> **GESTELLTE AUFGABE 1**
Beantworte anhand des Lesetexts über die Perforationen folgende Fragen:
(a) Als was fungieren die Perforationen nach Elina Drukers Worten unter anderem?
(b) Welche Figur besitzt laut Sirke Happonen als einzige die Kraft, den Buchkörper aktiv zu sprengen und ein Loch zu verursachen?
(c) Wozu werden die Perforationen laut dem letzten Absatz bewusst eingesetzt?

> **LESETEXT**

Die Perforationen sind das wohl auffälligste Gestaltungsmerkmal von Hur gick det sen? Sie finden sich auf beinahe jeder Seite in den unterschiedlichsten Formen und Grössen in das Gesamtbild integriert. Sie sind jedoch nicht nur rein dekorativ, sondern erfüllen Funktionen verschiedenster Art. Indem sie eine Verbindung zwischen den Seiten schaffen, sind sie massgeblich beteiligt an Tempo und Rhythmus der Erzählung. Die Perforationen fungieren also in Elina Drukers Worten unter anderem auch als visuelle „pageturners.“1 Die Figuren bewegen sich durch die Perforationen von Seite zu Seite, beziehungsweise durch den ganzen Buchkörper in seiner Dreidimensionalität hindurch. Bis schliesslich das letzte Loch zu klein ist, als dass sie noch hindurch passen würden. Entsprechend schliesst die Erzählung mit den folgenden Worten: „Men. / …alldeles för litet var / det sista hålet som fanns kvar.. / Nu stannar vi i boken, ty- / Vi är för stora!!! Sa lilla My“ (HGDS, unpaginiert) „Aber. / …viel zu klein war / das letzte Loch das übrig war.. / Jetzt bleiben wir im Buch, denn- / Wir sind zu gross!!! Sagte Lilla My.“ Sirke Happonen stellt jedoch fest, dass lediglich Filifjonkan die Kraft besitzt, den Buchkörper aktiv zu sprengen und ein Loch zu verursachen:

In the story the characters move forward through the holes cut in the pages, but the Fillyjonk is the only minor character who has the power to ,split the page‘ and thereby burst into the following spread ahead of the main characters.2

Auf dem entsprechenden Bild hüpfen Mymlan, Mumintrollet und Lilla My durch ein Loch, das aussieht wie eine Sonne oder ein Mond, auf die Seite und landen auf Filifjonkan: „Nu blev hon platt“ (HGDS, unpaginiert) „Jetzt ist sie platt“ lautet Lilla Mys Kommentar dazu. Filifjonkan erschrickt derart, dass sie in Panik flieht und dabei die Buchseite durchbricht. Im Text daneben wird der Leser aufgefordert, Filifjonkan auf dem dafür vorgesehen weissen Feld wieder ins Buch hineinzuzeichnen. Dieser selbstreferenzielle Charakter der Inszenierung der Perforation rückt abermals die blosse Materialität des Mediums in den Mittelpunkt. Joachim Schiedermair äussert sich dazu wie folgt:

[…] auf der Seite, auf der Filifionka das Papier des Buchs zerreisst, in dem sie selbst als Figur vorkommt, ist das Loch jeder Repräsentationsfunktion enthoben. Es zeigt nur noch, was es tatsächlich ist: eine Aussparung im Papier.3

Schliesslich ist noch zu erwähnen, dass die Perforationen bewusst eingesetzt werden, um das Farbspektrum der jeweiligen Doppelseite zu erhöhen, da durch die Löcher Farben der vorherigen respektive nachfolgenden Seite entliehen werden können.

Daten zur Koordinatenbeschriftung
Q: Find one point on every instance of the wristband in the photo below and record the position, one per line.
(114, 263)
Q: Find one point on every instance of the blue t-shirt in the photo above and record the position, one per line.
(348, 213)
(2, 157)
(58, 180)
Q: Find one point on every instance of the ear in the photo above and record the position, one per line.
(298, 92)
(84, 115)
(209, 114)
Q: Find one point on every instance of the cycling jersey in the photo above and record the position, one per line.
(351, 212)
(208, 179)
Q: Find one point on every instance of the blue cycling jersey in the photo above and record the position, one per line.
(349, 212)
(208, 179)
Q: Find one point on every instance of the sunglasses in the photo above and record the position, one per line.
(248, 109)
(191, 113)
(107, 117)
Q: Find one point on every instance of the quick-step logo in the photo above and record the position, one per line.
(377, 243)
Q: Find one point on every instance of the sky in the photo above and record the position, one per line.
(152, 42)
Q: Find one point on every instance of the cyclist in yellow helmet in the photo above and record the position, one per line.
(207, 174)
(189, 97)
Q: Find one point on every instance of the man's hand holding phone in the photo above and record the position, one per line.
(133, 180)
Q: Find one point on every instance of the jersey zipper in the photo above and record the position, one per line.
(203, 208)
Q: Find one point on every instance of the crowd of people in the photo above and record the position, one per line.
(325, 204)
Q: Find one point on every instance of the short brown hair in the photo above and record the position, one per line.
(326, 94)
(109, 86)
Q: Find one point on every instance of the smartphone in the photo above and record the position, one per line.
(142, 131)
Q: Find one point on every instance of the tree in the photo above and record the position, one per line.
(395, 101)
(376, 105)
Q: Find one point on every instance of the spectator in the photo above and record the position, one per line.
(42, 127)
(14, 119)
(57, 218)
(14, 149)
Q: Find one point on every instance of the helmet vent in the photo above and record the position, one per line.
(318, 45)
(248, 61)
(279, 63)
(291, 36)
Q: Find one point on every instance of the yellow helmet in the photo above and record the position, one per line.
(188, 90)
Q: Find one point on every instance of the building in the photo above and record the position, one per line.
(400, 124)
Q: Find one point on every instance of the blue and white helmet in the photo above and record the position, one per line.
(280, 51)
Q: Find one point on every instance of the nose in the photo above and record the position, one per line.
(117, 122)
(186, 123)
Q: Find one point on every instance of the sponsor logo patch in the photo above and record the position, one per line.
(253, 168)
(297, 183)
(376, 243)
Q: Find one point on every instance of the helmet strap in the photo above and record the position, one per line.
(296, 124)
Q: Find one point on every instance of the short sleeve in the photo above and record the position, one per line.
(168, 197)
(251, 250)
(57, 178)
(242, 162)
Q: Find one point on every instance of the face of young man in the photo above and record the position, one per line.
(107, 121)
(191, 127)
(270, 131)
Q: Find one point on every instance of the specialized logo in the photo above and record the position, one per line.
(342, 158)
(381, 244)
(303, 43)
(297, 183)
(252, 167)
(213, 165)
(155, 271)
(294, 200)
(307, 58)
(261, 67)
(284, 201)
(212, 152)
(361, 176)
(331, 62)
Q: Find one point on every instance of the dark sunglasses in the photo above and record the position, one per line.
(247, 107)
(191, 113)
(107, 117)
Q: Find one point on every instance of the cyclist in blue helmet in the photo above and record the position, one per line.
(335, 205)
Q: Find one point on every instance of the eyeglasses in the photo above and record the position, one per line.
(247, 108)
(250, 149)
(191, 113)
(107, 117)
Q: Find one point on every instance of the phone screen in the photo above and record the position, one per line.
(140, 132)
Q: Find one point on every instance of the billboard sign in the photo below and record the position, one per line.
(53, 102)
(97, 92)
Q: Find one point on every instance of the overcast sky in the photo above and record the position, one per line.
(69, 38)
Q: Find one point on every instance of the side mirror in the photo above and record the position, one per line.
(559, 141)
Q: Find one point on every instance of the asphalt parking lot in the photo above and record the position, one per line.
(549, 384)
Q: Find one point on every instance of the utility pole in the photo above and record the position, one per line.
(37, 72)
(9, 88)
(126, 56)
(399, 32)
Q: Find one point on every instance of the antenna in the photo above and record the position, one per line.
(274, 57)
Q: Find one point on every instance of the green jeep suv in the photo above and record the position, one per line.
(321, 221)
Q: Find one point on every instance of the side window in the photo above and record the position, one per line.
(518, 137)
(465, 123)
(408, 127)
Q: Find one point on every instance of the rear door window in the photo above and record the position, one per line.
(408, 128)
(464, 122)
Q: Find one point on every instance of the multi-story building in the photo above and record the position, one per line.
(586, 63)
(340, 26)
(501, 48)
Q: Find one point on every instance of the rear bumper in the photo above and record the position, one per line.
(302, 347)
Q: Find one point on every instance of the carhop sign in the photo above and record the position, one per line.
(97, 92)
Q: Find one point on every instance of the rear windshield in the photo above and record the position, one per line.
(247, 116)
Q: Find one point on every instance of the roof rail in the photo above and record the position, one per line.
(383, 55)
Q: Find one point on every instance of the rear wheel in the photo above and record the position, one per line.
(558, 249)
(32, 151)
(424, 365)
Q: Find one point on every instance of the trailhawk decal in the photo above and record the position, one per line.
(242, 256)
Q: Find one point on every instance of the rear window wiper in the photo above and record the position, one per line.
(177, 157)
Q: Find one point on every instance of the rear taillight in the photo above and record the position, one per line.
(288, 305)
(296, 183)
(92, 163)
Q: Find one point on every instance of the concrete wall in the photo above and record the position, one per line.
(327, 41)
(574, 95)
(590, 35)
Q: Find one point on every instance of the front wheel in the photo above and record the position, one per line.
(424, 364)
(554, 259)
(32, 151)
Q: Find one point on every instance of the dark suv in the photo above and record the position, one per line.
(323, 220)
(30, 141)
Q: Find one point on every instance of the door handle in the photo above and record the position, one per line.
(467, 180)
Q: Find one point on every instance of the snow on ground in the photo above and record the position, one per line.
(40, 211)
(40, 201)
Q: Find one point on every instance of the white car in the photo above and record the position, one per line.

> **GESTELLTE AUFGABE 2**
Gib bitte aus den Datensätzen die Zeilen unverändert wieder, beginnend mit der Zeile, die „Q: Find one point on every instance of the dark suv“ enthält, und weiter bis zum Ende der Datensätze, beide Enden eingeschlossen.

> **ANTWORT ZUR AUFGABE 1**
(a) Als visuelle „pageturners“.
(b) Filifjonkan.
(c) Um das Farbspektrum der jeweiligen Doppelseite zu erhöhen, da durch die Löcher Farben der vorherigen beziehungsweise nachfolgenden Seite entliehen werden können.

> **ANTWORT ZUR AUFGABE 2**
Q: Find one point on every instance of the dark suv in the photo above and record the position, one per line.
(323, 220)
(30, 141)
Q: Find one point on every instance of the door handle in the photo above and record the position, one per line.
(467, 180)
Q: Find one point on every instance of the snow on ground in the photo above and record the position, one per line.
(40, 211)
(40, 201)
Q: Find one point on every instance of the white car in the photo above and record the position, one per line.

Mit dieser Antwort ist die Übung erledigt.